## Brief
Extract each row below that contains the word "bridge", copying every such row in full.

(Rows from a box labeling dataset)
--
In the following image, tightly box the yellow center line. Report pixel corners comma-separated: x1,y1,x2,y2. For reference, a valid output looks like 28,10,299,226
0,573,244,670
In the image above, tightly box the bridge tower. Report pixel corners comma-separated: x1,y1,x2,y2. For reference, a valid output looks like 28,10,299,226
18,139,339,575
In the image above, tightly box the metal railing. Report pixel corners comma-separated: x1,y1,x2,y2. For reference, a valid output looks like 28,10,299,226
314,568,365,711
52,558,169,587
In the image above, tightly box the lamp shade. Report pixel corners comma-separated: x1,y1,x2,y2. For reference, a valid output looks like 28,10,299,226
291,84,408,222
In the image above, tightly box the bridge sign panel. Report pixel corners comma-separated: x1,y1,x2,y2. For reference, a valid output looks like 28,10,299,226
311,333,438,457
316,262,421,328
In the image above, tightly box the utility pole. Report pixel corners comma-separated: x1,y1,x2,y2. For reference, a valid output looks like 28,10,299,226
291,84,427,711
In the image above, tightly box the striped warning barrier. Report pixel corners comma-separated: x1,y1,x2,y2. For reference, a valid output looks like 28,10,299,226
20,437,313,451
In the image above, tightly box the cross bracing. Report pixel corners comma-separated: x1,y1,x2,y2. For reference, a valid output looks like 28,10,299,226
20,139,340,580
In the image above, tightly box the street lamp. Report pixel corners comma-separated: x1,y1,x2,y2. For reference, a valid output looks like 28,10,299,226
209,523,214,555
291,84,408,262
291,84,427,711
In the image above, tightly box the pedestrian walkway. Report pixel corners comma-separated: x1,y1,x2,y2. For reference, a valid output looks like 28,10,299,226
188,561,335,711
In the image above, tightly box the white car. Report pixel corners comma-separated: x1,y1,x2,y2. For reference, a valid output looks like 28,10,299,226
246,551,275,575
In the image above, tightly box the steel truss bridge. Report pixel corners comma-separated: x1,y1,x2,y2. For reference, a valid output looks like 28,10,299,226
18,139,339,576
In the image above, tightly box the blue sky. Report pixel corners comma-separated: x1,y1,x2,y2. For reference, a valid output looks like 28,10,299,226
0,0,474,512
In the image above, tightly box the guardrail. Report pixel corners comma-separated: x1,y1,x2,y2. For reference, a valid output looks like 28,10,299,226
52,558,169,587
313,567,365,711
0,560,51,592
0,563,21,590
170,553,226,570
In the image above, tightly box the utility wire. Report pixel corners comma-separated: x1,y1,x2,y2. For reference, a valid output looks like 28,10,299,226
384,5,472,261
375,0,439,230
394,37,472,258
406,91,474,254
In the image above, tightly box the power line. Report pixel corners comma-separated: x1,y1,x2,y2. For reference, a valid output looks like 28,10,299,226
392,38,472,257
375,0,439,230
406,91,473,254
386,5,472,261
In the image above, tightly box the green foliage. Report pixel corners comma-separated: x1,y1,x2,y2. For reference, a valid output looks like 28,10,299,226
--
## The solution
In the image above, tightly box the bridge tower. Report pixel corners comma-separated: x1,y1,x2,y2. For reference, a valid output looks like 28,10,299,226
In the image above, tightly box the bridge sign panel. Report pixel corners comma-separated: x1,y1,x2,y2. For reference, a valid output looks like 28,10,299,226
In the image above, tightly box the steel truss bridge. Report pixel corners comma-separated: x1,y1,x2,y2. For reference, a valid output looks like 28,10,299,226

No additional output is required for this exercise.